A bare number is the expected answer: the count of lines in the records that contain the word "field".

Exercise data:
-.-.-

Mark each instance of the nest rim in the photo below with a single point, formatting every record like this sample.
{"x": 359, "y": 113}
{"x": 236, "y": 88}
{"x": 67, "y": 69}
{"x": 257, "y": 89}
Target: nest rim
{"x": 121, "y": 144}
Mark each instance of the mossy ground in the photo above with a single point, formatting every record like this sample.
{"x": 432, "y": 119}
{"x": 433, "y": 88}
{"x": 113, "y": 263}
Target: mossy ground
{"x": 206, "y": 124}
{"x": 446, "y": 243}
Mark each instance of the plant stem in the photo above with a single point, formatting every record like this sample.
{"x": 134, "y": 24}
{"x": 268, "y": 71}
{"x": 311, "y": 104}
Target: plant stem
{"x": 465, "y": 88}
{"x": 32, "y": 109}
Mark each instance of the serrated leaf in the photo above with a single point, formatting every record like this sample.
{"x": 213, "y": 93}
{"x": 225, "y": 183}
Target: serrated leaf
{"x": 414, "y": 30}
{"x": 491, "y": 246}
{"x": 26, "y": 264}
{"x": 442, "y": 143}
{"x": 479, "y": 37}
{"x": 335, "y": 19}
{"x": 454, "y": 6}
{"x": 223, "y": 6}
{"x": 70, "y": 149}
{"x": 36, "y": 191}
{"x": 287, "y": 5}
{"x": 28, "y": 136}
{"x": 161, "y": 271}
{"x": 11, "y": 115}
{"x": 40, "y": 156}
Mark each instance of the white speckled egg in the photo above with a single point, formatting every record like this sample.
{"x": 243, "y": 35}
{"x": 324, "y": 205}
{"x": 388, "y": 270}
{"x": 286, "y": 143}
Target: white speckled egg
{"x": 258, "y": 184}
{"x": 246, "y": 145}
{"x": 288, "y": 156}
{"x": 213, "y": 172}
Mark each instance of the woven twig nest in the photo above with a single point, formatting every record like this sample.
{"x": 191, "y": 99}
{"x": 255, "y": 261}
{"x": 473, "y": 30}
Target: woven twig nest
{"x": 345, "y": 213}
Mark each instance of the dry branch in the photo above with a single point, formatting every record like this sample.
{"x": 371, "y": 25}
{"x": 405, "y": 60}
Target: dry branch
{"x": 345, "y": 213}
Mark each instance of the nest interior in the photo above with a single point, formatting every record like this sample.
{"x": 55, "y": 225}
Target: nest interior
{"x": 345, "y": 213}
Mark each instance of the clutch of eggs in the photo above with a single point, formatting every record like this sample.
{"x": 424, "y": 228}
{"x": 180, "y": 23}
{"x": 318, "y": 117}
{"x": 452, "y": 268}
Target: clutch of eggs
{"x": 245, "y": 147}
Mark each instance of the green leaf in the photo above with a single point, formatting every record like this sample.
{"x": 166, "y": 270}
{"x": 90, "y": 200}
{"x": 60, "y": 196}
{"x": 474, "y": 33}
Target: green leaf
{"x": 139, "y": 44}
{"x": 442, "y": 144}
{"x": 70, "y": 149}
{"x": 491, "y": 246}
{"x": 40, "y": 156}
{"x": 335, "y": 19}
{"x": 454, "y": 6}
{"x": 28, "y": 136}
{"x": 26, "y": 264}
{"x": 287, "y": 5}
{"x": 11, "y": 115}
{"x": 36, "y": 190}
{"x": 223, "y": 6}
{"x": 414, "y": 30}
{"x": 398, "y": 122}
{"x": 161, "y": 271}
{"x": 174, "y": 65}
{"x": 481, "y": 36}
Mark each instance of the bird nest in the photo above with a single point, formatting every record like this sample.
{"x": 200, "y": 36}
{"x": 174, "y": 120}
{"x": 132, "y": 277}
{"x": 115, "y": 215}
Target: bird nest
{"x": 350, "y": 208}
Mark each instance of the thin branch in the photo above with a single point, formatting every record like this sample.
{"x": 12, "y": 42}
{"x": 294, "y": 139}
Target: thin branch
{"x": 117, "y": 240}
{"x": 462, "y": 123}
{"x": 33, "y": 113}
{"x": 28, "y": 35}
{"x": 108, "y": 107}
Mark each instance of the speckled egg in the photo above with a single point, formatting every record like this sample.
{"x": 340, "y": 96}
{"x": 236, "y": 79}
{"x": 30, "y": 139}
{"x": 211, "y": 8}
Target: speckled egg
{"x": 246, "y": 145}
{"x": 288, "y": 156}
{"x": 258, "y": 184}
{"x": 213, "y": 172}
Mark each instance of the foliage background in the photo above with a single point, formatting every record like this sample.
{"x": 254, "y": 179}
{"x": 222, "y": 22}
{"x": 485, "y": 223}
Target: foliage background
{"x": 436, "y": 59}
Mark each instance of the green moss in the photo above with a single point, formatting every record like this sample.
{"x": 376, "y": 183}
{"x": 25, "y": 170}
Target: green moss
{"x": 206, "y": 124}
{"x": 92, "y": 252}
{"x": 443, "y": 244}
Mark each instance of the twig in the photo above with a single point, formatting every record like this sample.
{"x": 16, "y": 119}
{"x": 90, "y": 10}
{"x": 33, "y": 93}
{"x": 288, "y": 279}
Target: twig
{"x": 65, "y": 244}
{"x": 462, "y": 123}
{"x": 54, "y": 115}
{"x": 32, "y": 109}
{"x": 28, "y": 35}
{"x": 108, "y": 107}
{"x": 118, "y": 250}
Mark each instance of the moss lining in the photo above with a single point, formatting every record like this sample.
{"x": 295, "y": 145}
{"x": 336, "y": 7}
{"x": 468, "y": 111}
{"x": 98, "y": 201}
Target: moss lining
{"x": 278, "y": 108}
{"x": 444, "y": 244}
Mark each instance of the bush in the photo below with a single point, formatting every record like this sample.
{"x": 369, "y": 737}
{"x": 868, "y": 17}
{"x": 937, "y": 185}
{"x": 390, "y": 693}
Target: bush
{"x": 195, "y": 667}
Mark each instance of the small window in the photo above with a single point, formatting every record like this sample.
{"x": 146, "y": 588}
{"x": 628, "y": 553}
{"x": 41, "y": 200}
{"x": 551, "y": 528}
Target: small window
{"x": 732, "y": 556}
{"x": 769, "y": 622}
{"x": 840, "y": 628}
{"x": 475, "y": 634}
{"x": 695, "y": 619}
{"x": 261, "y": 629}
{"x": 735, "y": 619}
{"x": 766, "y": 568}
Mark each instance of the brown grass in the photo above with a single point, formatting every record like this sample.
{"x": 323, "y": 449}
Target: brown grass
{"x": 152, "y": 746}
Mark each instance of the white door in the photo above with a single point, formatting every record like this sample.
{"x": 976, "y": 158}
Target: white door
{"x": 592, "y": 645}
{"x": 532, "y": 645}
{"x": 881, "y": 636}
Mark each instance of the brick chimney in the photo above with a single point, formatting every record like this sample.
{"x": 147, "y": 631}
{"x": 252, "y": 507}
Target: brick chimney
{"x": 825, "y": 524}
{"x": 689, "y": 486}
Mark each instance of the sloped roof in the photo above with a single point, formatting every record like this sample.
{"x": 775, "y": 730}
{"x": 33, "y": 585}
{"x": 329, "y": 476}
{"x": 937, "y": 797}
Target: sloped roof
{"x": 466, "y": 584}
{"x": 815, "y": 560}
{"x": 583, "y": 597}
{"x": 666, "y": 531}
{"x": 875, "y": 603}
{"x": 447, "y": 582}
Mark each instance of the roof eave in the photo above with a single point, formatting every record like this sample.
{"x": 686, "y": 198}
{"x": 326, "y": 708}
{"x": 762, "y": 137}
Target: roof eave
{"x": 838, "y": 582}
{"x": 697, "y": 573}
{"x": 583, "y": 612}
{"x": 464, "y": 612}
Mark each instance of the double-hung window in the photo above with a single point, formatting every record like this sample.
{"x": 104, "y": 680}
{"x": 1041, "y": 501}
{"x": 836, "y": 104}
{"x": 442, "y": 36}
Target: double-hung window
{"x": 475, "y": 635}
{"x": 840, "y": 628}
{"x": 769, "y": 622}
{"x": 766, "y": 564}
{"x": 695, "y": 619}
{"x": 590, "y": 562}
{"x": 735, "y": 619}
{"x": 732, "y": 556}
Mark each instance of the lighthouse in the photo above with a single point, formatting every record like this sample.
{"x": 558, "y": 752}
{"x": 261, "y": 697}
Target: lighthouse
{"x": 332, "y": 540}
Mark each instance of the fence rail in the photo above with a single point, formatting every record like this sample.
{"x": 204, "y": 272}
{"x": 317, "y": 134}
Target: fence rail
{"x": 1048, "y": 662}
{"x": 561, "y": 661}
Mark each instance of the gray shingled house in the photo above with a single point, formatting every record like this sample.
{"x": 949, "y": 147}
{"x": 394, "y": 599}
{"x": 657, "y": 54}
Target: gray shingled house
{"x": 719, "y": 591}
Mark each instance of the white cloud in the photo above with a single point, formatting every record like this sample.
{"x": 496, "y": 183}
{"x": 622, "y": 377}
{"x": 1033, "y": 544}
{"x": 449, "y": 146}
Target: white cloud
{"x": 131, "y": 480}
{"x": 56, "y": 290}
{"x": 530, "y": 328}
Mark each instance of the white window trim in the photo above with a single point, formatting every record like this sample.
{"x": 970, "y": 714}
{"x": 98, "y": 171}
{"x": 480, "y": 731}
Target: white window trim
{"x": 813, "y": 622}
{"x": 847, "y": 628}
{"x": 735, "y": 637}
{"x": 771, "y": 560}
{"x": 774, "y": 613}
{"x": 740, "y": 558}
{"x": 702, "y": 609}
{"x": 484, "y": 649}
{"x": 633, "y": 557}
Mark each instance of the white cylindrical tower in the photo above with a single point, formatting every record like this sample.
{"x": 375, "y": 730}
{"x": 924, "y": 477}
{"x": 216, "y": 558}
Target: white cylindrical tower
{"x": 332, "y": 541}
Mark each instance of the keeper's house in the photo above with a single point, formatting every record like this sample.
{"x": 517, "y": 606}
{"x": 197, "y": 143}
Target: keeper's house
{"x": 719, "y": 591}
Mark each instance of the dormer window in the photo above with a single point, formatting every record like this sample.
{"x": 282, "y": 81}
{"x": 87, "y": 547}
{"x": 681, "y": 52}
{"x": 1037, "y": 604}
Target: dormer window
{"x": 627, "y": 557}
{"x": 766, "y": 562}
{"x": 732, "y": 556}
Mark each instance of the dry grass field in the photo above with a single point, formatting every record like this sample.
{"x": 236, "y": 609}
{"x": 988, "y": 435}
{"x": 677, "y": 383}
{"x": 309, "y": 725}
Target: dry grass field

-.-.-

Answer to the problem:
2